▶ [Request]
Reproduce each of the records below word for word, leaving out the pictures.
***
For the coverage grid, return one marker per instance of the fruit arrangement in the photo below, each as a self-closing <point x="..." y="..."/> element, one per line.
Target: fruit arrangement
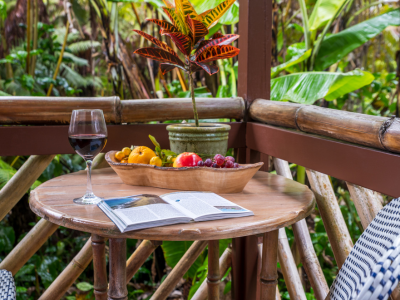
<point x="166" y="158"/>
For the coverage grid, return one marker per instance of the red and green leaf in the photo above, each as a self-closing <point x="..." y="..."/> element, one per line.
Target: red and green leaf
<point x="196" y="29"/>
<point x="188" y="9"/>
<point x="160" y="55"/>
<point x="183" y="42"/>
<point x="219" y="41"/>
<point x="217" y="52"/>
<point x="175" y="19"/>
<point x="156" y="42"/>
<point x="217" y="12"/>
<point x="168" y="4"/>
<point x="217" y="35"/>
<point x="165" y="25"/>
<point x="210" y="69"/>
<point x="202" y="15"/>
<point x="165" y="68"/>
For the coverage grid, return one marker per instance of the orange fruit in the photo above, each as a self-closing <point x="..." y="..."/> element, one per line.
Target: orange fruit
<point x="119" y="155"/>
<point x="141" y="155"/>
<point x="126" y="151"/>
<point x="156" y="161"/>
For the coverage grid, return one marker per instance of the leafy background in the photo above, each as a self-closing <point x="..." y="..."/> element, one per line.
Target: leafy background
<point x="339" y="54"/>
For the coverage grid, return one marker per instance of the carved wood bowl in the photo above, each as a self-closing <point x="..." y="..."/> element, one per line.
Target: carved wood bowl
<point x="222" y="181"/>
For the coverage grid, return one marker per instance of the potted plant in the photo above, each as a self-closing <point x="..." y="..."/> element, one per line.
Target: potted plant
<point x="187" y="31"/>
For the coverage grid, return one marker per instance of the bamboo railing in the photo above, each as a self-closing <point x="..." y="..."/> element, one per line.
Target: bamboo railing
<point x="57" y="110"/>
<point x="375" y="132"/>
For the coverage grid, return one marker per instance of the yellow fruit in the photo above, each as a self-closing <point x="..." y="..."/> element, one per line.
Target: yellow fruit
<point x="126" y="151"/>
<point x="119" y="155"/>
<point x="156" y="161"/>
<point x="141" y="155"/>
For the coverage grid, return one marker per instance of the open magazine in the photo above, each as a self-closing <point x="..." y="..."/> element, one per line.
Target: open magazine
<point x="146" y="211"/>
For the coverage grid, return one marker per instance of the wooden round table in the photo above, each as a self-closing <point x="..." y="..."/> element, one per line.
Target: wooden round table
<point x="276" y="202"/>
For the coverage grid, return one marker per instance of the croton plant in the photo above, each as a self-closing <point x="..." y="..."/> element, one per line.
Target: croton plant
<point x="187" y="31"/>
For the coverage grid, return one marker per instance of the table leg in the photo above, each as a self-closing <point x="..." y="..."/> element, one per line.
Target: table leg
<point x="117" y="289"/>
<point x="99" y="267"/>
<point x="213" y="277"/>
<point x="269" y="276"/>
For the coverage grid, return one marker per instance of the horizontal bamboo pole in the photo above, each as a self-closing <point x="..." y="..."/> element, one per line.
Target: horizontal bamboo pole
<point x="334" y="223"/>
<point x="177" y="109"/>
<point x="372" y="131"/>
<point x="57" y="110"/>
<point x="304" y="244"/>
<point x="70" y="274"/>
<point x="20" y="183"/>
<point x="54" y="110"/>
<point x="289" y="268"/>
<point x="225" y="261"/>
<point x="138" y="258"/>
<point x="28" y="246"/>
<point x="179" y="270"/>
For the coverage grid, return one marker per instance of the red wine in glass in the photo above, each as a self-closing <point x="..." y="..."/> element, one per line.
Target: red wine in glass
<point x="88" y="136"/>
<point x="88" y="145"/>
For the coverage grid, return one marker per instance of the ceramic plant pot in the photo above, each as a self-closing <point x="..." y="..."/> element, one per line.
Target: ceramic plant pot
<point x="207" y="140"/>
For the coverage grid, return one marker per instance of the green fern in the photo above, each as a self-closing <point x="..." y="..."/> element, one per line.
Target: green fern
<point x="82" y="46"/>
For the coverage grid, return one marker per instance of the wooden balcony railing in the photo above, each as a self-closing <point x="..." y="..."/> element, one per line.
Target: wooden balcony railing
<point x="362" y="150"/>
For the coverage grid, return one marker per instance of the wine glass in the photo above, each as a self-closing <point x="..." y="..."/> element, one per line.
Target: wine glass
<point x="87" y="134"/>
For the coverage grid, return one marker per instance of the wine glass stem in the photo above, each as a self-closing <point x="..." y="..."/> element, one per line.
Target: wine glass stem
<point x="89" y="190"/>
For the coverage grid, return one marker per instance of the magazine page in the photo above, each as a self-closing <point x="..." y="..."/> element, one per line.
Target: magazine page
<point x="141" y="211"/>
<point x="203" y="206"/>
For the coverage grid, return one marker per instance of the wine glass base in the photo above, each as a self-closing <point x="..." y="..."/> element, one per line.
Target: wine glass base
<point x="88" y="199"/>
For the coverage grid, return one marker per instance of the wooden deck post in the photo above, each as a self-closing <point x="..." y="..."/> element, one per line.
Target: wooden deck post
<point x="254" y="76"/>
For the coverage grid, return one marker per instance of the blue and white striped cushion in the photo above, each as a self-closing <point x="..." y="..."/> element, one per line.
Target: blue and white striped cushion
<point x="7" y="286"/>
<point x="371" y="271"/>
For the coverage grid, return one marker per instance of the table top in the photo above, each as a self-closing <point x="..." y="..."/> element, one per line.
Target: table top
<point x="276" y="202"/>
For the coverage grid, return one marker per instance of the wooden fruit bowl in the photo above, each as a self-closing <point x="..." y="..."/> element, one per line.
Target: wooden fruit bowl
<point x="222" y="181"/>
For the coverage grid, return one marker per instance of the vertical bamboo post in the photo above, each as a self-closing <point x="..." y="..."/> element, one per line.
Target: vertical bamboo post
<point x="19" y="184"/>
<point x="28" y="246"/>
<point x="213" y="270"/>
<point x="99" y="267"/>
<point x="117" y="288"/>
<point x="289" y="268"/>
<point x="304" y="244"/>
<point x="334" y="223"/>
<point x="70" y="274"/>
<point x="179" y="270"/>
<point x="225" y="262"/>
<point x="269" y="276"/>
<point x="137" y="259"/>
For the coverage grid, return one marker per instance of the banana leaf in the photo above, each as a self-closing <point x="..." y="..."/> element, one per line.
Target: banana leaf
***
▶ [Exercise answer]
For the coverage grid, return one marker per instance of the fruit arrangement in the photo below, each as a self-closing <point x="..." y="..."/> element, one per line.
Target: fruit arrangement
<point x="166" y="158"/>
For the coverage grid, return one marker per instance of the red and green leaf in the photo above, each as a self-closing <point x="..." y="..."/> element, one per line.
Target: red and green leaf
<point x="196" y="29"/>
<point x="188" y="9"/>
<point x="160" y="55"/>
<point x="183" y="42"/>
<point x="219" y="41"/>
<point x="217" y="52"/>
<point x="175" y="19"/>
<point x="156" y="42"/>
<point x="217" y="12"/>
<point x="168" y="4"/>
<point x="217" y="35"/>
<point x="165" y="25"/>
<point x="210" y="69"/>
<point x="202" y="15"/>
<point x="165" y="68"/>
For the coverage grid, return one marker per instance of the orange fruit in the photo above, each as a self-closing <point x="..." y="..."/> element, one per line.
Target: orange fruit
<point x="119" y="155"/>
<point x="141" y="155"/>
<point x="126" y="151"/>
<point x="156" y="161"/>
For the coverage grid, return one marker per instance of the leafy background in the photo above, each as a self-closing <point x="..." y="..."/> element, one per line.
Target: leafy background
<point x="339" y="54"/>
For the coverage grid, return one marker per instance of the carved wood bowl in the photo above, each as a self-closing <point x="..." y="..."/> element, one per line.
Target: carved wood bowl
<point x="222" y="181"/>
For the coverage grid, return one marker per instance of the potted plant in the photo above, each as a self-closing <point x="..." y="..."/> element, one per line.
Target: potted plant
<point x="187" y="31"/>
For the coverage grid, return one marker per instance of the bamboo railing in the photo above, each as a self-closing <point x="..." y="..."/> element, one per line.
Target: bamboo railing
<point x="57" y="110"/>
<point x="375" y="132"/>
For the coverage grid, return one marker per instance of the yellow fruit in the photo above, each as a self-closing <point x="..." y="..."/> element, one per line.
Target: yellow fruit
<point x="126" y="151"/>
<point x="119" y="155"/>
<point x="156" y="161"/>
<point x="141" y="155"/>
For the coverage grid, return one marker per instance of the open magazine in the photo above, each as a self-closing <point x="..." y="..."/> element, one per line.
Target: open magazine
<point x="146" y="211"/>
For the coverage grid, return one marker per instance of the wooden round table in the photo above, each as a self-closing <point x="..." y="..."/> element, one per line.
Target: wooden round table
<point x="276" y="202"/>
For the coverage grid, return one marker per instance of the croton plant in the photo above, each as a self-closing <point x="..." y="..."/> element, one per line.
Target: croton plant
<point x="187" y="31"/>
For the coverage grid, return one marker per instance of the table leg in the photo above, each as a self-closing <point x="..." y="..."/> element, one per line.
Target: table leg
<point x="117" y="289"/>
<point x="99" y="267"/>
<point x="213" y="277"/>
<point x="269" y="276"/>
For the coverage grid, return one marker per instance of the horizontal bamboo pole in the photo above, each as a self-closing <point x="..." y="..."/> element, one per line.
Target: horizontal bamboo pole
<point x="334" y="223"/>
<point x="177" y="109"/>
<point x="372" y="131"/>
<point x="57" y="110"/>
<point x="304" y="244"/>
<point x="70" y="274"/>
<point x="20" y="183"/>
<point x="54" y="110"/>
<point x="289" y="268"/>
<point x="225" y="261"/>
<point x="138" y="258"/>
<point x="28" y="246"/>
<point x="179" y="270"/>
For the coverage grid, return one marker per instance of the red wine in glass in the photo above, each as a self-closing <point x="..." y="..."/> element, one per line.
Target: red wine in glass
<point x="88" y="136"/>
<point x="88" y="145"/>
For the coverage grid, return one marker per instance of the ceramic plant pot in the photo above, each as a self-closing <point x="..." y="..."/> element, one per line.
Target: ceramic plant pot
<point x="207" y="140"/>
For the coverage grid, return one marker per instance of the green fern in the photo above, each as a self-closing <point x="..." y="..."/> element, one per line.
Target: green fern
<point x="82" y="46"/>
For the coverage grid, return one marker per instance of the wooden balcony railing in the photo above, each as a self-closing <point x="..." y="..."/> element, one per line.
Target: wooden balcony railing
<point x="362" y="150"/>
For the coverage grid, return one marker per instance of the wine glass in the photo above, each as a self-closing <point x="..." y="..."/> element, one per line.
Target: wine glass
<point x="87" y="134"/>
For the coverage grid, return one marker per instance of the wine glass stem in the photo above, each as a self-closing <point x="..." y="..."/> element, one per line.
Target: wine glass stem
<point x="89" y="190"/>
For the coverage grid, return one marker per instance of the magazine page in the photo above, each as a self-closing <point x="..." y="..."/> element, one per line.
Target: magazine page
<point x="141" y="211"/>
<point x="203" y="206"/>
For the coverage grid, return one marker per instance of the wine glass base in the photo above, each as a self-closing <point x="..." y="..."/> element, one per line.
Target: wine glass base
<point x="88" y="199"/>
For the coverage grid, return one marker per instance of the wooden deck post in the photo above, each as a self-closing <point x="..." y="..."/> element, one per line.
Target: wooden deck post
<point x="254" y="76"/>
For the coverage grid, return one marker per instance of the blue and white striped cushion in the photo above, each as a self-closing <point x="..." y="..."/> element, one per line.
Target: blue and white striped cushion
<point x="7" y="286"/>
<point x="371" y="271"/>
For the coverage grid, return one marker per instance of the table top in the photo above, each as a self-closing <point x="..." y="..."/> element, one per line.
Target: table top
<point x="276" y="202"/>
For the coverage grid, return one marker per instance of the wooden fruit bowl in the photo above, each as a self-closing <point x="..." y="..."/> element, one per line.
Target: wooden fruit bowl
<point x="222" y="181"/>
For the coverage grid, return one marker per instance of the vertical bamboo post in the photo above, each as a self-closing <point x="..." y="..."/> element, one per line.
Target: vertical bamboo post
<point x="19" y="184"/>
<point x="28" y="246"/>
<point x="213" y="270"/>
<point x="99" y="267"/>
<point x="117" y="288"/>
<point x="289" y="268"/>
<point x="304" y="244"/>
<point x="334" y="223"/>
<point x="70" y="274"/>
<point x="179" y="270"/>
<point x="225" y="262"/>
<point x="269" y="276"/>
<point x="137" y="259"/>
For the coverage grid, return one marker per instance of the banana leaf in the photo above, each as a self-closing <point x="..." y="..."/> element, one per line.
Target: banana leaf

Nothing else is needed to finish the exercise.